If you asked "is there a being with property P that can create a rock so heavy it can't lift it, with P omnipotence so long as they don't create anything to heavy to lift?" I think the answer is clearly yes.
posted by delmoi at 7:51 AM on April 5, 2006


The theorem doesn't say anything about whether we'll succeed in creating artificial intelligence that's smarter than us, for example. So in the philosophical sense, I'm not sure it has any important implications for real life.

It really only effects the lives of early 20th century mathematicians who found out all the work they were doing had been hopeless from the start. For everyone else, it's not really a big deal, but it is kind of annoying that there are questions that can't be answered.
posted by delmoi at 7:53 AM on April 5, 2006


I wonder what happens with Gödels theorem if you state that self-reference is not allowed.

That's the thing: if you can, at minimum, represent the natural numbers in your system, then you cannot escape self-reference. You don't have to include it explicitly, it is a (surprising) property of the natural numbers that they can always be used to reference themselves.

Data entries
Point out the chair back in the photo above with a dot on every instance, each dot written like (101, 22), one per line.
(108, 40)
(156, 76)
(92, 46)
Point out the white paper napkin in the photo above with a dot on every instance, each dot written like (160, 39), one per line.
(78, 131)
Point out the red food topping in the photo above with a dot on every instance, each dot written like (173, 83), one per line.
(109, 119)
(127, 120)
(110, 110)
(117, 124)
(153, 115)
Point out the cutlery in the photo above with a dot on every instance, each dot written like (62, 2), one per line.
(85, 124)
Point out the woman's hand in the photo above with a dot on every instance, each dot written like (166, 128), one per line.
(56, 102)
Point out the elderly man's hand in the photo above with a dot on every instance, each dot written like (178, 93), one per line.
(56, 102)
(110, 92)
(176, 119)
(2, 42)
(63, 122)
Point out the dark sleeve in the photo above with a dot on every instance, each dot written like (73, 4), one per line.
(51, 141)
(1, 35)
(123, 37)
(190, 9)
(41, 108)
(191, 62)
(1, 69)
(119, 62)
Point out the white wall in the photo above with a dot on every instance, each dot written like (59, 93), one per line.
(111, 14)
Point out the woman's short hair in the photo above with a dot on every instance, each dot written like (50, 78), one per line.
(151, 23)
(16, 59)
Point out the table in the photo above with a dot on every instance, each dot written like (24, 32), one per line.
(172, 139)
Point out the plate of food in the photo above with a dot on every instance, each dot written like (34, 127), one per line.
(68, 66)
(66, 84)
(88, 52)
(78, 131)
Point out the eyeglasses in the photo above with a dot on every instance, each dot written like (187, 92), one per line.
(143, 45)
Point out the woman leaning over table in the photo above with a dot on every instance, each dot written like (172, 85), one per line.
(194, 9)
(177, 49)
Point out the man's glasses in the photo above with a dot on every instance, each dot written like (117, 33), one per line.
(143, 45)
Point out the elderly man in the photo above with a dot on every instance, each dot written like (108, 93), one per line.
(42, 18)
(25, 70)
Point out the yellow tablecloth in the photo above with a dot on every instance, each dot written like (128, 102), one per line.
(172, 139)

■ **Set of tasks**
1 – Repeat the discussion of Gödel's theorem word for word, everything from "If you asked" down to "is clearly yes.".
2 – Carry on the discussion of Gödel's theorem from its last sentence.

■ **Set of answers**
1 –
If you asked "is there a being with property P that can create a rock so heavy it can't lift it, with P omnipotence so long as they don't create anything to heavy to lift?" I think the answer is clearly yes.

2 –
posted by sonofsamiam at 7:54 AM on April 5, 2006


I think (from what I remember from sitting in on one advanced logic seminar several years ago) the upshot of Gödel, from a layman's perspective, is that logic simply isn't as powerful as one might imagine it is; more specifically, that logic isn't some super-optimalized, purified language that still does everything English does, only better and more reliably. It also means that a perfect logical system would fail to be a reflection of the world in some way, because completeness and consistency can never simultaneoulsy be acheived without constraints. On the contrary, logic will never "express the world", or perform many of the functions we take natural language to achieve. There is a tension between the requirements for completeness and consistency, and formal logic lacks the tools we have for dealing with similar problems in natural language (cf. Saussure & co).

Naive philosophy 101 students (myself included at the time) often start with the impression that logic is the "language of truth", and that if we could translate all our premises (beliefs or scientific knowledge) into formal logic and parse them out completely, our work would be done. Wittgenstein believed something approximately like this at one time, but also ran up against the completeness and consistency problem as well: certain topics - metaphysics, God - are necessarily outside the capacity of logical representation, because introducing axioms that let them in (adding completeness) lets the system expand beyond the bounds of certainty (sacrificing consistency). Famously, he concluded his Tractatus with the words, "whereof one cannot speak, one must remain silent." He eventually changed his mind the nature of language and the relationship between logic and metaphysics, as many logicians and philosophers did after Gödel.

Sorry if I'm being entirely too pedantic and/or shouldn't be talking about this in the first place; I just wanted to say something from an angle that hadn't been taken yet.
posted by xanthippe at 8:06 AM on April 5, 2006


it's nowhere near as bad as some people make out.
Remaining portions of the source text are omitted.